Stored records
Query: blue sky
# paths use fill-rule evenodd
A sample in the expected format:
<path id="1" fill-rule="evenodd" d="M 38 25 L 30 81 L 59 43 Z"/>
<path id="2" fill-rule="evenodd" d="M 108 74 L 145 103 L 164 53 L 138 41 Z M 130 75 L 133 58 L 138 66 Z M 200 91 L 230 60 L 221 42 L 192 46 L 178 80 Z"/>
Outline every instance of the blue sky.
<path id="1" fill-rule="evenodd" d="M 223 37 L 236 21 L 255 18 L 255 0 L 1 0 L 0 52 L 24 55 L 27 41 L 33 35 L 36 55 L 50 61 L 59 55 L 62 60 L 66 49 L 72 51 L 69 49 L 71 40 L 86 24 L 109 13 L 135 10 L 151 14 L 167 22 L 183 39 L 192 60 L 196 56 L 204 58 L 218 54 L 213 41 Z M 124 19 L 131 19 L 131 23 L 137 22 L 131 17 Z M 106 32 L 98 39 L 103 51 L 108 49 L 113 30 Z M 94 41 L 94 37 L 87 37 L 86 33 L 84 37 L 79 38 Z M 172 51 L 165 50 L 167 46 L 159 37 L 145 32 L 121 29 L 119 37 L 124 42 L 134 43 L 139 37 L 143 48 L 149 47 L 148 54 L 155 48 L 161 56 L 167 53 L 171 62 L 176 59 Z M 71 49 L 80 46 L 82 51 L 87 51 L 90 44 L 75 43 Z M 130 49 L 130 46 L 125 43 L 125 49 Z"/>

# SHORT TASK
Copy out all of the material above line for line, without changing a single character.

# THE REPLY
Query: blue sky
# paths use fill-rule evenodd
A sample in the expected format:
<path id="1" fill-rule="evenodd" d="M 38 25 L 30 81 L 59 43 Z"/>
<path id="2" fill-rule="evenodd" d="M 108 74 L 145 103 L 164 53 L 138 41 Z M 130 75 L 133 58 L 138 66 Z M 200 91 L 230 60 L 221 42 L 192 46 L 178 80 Z"/>
Outline every instance of the blue sky.
<path id="1" fill-rule="evenodd" d="M 223 37 L 236 21 L 255 18 L 255 0 L 1 0 L 0 52 L 24 55 L 27 41 L 33 35 L 36 55 L 50 61 L 59 55 L 62 60 L 66 49 L 72 51 L 69 49 L 71 40 L 86 24 L 109 13 L 135 10 L 151 14 L 167 22 L 183 39 L 192 60 L 196 56 L 204 58 L 218 54 L 213 41 Z M 124 19 L 131 19 L 131 23 L 137 22 L 131 17 Z M 106 32 L 98 39 L 103 51 L 108 49 L 113 30 Z M 94 41 L 94 37 L 87 37 L 86 33 L 84 37 L 79 38 Z M 172 51 L 165 50 L 167 46 L 159 37 L 145 32 L 121 29 L 119 37 L 124 42 L 134 43 L 139 37 L 143 48 L 149 47 L 148 54 L 155 48 L 161 56 L 167 53 L 171 62 L 176 59 Z M 71 49 L 80 46 L 82 51 L 87 51 L 90 44 L 75 43 Z M 130 49 L 130 46 L 125 43 L 125 49 Z"/>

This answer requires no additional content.